** Start of Text section **

Sorry I'm late, what'd I miss?
















Red-tailed cudas are usually Acestrorhynchus falcatus, occasionally A. altus. Innes, you posted a couple of altus but your last pic is A. pantaneiro :rasp:

All of that is academic blabber because what you have is A. falcirostris ("slender" or "yellow-tailed" barracuda).

Fantastic fish, can really pack good sized fish in its mouth (and they do get jumpy). Don't worry too much about the crashing around, part of that ugly shnoz's function is to absorb impact. They're tough once established (but, yes, they really can jump).


----------



## MiniMeeps (Nov 14, 2003)

ok it worked....lol...that is one of my angels with him. I will add the rest of the pics now


----------



## crazyklown89 (Aug 28, 2003)

www.liveaquaria.com

and in freshwater miscellanous fish they have these and jardinis


----------



## Innes (Jan 13, 2003)

Thanks acestro for keeping us right


----------



## acestro (Jul 7, 2003)

Happy to help with all things cuda!


----------



## MiniMeeps (Nov 14, 2003)

Thank you for finally setting me straight....lol. now i can tell people what it really is.









Everyone that comes over is telling my how ugly my payara is. I think hes a rather pretty fish. when I get a pic of it i will post it here for you.


----------



## MiniMeeps (Nov 14, 2003)

I have been watching these 2 barracudas nightly. Very cool to watch hunt, it almost seems as if they are working together. the payara is a pig, ate 4 feeders last night in a 30 minutes time.

I was wondering what would be the best to feed them, right now they are getting small goldfish, gups, rosies, and various tetras that I find on sale for like 99 cents a fish.

the yellow finned is a very jumpy fish, especially when the lights first come on in the morning.

I have also noticed that when the light go off the both seem to sit in the same level of water. The yellow fin sits up at the serface allday, the payara sits at the bottom. when the light go out the both sit in the middle.

was also wondering.....I have been reading up on both...I read that the payara sit at the bottom of a river where there are fast currants. Should I add a pump in the bottom to give that fast currant for it?

and yes the yellow finned definitly can pack a big feeder in it mouth.


----------



## Innes (Jan 13, 2003)

most likely it will appriciate a current, also if you can get them to accept dead foods like beefheart it will be good, but otherwise be sure to quarenteen feeder fish and alsom feed them with good foods so they themselves are good food.


----------



## HawkHunter (Nov 11, 2003)

hey mini,

I got a Ctenolucius hujeta. Its also a barracuda.. i also get the same reaction during feeding time. He seems very timid, As i walk by the tank, water splashes.. etc.. but when it comes to supper, (after ive walked away from the tank 2 feet or so) that shyness goes away.

** End of Text section **

### Tasks
a) Rewrite the forum thread from "Happy to help" to "it really is.", swapping "straight" for "right".
b) In the forum thread, what does MiniMeeps say the barracudas are currently being fed? List each one.

** Start of Supplied data **

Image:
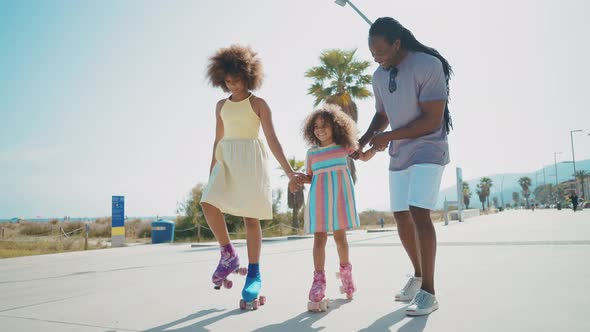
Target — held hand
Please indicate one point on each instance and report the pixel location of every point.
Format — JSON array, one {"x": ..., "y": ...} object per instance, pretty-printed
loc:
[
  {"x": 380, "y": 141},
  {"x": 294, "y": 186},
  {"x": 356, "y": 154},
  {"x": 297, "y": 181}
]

** End of Supplied data **
** Start of Supplied data **

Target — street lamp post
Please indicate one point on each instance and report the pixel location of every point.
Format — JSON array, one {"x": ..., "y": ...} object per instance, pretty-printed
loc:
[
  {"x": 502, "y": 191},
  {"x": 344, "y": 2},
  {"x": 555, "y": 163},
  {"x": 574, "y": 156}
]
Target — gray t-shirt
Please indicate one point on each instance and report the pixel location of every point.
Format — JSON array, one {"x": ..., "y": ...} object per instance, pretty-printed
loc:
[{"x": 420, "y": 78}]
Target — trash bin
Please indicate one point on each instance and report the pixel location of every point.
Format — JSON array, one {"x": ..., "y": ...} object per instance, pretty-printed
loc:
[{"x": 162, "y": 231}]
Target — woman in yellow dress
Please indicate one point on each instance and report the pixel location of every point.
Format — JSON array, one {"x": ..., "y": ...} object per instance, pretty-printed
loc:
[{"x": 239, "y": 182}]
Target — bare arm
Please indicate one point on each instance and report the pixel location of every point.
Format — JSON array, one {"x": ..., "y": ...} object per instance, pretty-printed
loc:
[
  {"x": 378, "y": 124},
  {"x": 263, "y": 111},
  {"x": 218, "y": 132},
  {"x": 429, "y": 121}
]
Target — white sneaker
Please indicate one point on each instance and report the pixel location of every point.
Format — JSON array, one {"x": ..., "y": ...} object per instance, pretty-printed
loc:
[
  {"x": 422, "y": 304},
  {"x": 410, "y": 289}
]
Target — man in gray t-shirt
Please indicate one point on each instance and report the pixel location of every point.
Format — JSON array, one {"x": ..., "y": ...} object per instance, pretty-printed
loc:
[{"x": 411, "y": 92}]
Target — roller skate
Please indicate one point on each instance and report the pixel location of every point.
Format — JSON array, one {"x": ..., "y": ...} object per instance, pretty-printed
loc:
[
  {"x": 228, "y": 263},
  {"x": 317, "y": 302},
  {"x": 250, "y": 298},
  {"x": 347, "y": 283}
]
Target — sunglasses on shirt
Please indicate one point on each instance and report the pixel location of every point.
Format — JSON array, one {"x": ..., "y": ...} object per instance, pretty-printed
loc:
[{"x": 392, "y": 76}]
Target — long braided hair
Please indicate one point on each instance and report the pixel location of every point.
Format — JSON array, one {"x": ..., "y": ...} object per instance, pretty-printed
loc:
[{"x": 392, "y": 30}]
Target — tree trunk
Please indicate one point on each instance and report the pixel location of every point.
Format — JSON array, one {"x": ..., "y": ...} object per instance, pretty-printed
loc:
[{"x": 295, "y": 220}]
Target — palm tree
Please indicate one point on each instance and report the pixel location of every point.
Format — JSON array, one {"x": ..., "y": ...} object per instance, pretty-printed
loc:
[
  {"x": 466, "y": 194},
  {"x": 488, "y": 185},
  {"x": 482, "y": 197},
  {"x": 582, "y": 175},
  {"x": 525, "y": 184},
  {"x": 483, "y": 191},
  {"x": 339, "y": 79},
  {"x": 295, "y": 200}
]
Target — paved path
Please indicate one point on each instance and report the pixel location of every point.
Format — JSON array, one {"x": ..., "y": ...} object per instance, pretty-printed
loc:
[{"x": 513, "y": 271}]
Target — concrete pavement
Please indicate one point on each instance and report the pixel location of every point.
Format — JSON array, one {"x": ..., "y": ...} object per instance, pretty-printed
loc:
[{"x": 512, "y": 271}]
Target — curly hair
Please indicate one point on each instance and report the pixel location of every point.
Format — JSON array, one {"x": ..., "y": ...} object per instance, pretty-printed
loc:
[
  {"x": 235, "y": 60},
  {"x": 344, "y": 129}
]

** End of Supplied data **

### Solutions by task
a)
Happy to help with all things cuda!


----------



## MiniMeeps (Nov 14, 2003)

Thank you for finally setting me right....lol. now i can tell people what it really is.

b)
- small goldfish
- gups
- rosies
- various tetras